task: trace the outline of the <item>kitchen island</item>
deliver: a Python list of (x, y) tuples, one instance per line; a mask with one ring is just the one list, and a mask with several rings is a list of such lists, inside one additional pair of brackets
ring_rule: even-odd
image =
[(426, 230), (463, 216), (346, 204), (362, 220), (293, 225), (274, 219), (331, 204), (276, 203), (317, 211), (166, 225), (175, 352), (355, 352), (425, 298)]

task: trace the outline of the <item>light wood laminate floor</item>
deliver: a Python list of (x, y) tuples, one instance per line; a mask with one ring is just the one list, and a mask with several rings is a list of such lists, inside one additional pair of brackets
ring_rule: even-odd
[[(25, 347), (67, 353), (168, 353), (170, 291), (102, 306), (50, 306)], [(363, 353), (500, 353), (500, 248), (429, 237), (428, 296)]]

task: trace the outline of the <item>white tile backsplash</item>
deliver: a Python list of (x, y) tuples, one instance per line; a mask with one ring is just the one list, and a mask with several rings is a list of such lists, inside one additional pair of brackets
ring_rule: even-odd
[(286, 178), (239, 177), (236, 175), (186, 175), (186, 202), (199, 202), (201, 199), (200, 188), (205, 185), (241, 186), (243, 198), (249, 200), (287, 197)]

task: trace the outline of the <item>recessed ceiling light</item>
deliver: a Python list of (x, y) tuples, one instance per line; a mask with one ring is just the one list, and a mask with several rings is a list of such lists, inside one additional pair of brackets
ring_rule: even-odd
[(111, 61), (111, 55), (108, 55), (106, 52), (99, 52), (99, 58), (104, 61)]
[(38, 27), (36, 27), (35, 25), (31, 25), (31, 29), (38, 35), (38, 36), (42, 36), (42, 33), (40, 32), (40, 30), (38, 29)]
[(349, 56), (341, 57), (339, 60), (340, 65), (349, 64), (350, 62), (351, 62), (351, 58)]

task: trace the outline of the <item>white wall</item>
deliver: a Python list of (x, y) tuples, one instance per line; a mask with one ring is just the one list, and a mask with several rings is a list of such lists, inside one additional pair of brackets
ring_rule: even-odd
━━━━
▶ **TASK PROMPT**: Retype all of the entries above, keeping every line unchanged.

▶ **RESULT**:
task: trace the outline of the <item>kitchen island</item>
deliver: a Python list of (x, y) tuples, one instance per line; a mask with one ring is just the one list, and a mask with several rings is a list of such lists, inside one additional pair of brackets
ring_rule: even-odd
image =
[(426, 230), (463, 216), (346, 204), (362, 220), (293, 225), (274, 219), (331, 204), (276, 203), (317, 211), (166, 225), (175, 352), (355, 352), (425, 298)]

task: trace the outline of the <item>light wood laminate floor</item>
deliver: a Python list of (x, y) tuples, one instance per line; a mask with one ring is just the one list, and a mask with several rings is a list of such lists, inside one additional pair of brackets
ring_rule: even-odd
[[(25, 347), (67, 353), (168, 353), (170, 291), (102, 306), (50, 306)], [(363, 353), (500, 353), (500, 248), (429, 237), (428, 296)]]

task: trace the outline of the <item>white tile backsplash</item>
deliver: a Python list of (x, y) tuples, one instance per line; a mask with one ring is just the one list, and a mask with several rings is a list of such lists, inside one additional pair of brackets
ring_rule: even-odd
[(286, 178), (239, 177), (236, 175), (186, 175), (186, 202), (199, 202), (201, 199), (200, 188), (205, 185), (241, 186), (243, 198), (249, 200), (287, 197)]

task: trace the outline of the <item>recessed ceiling light</item>
deliver: a Python list of (x, y) tuples, one instance per line; a mask with one ring is just the one list, and a mask with several rings is a list of such lists, inside one additional pair of brackets
ring_rule: even-odd
[(111, 61), (111, 55), (108, 55), (106, 52), (99, 52), (99, 58), (104, 61)]
[(38, 27), (36, 27), (35, 25), (31, 25), (31, 29), (38, 35), (38, 36), (42, 36), (42, 33), (40, 32), (40, 30), (38, 29)]
[(349, 56), (341, 57), (339, 60), (340, 65), (349, 64), (350, 62), (351, 62), (351, 58)]

task: trace the outline of the <item>white wall</item>
deliver: a Python list of (x, y) tuples, one instance per line; a mask with one ring is just the one list, and a mask with several rings is a list of such lists, inside one additional pair of brackets
ring_rule: even-odd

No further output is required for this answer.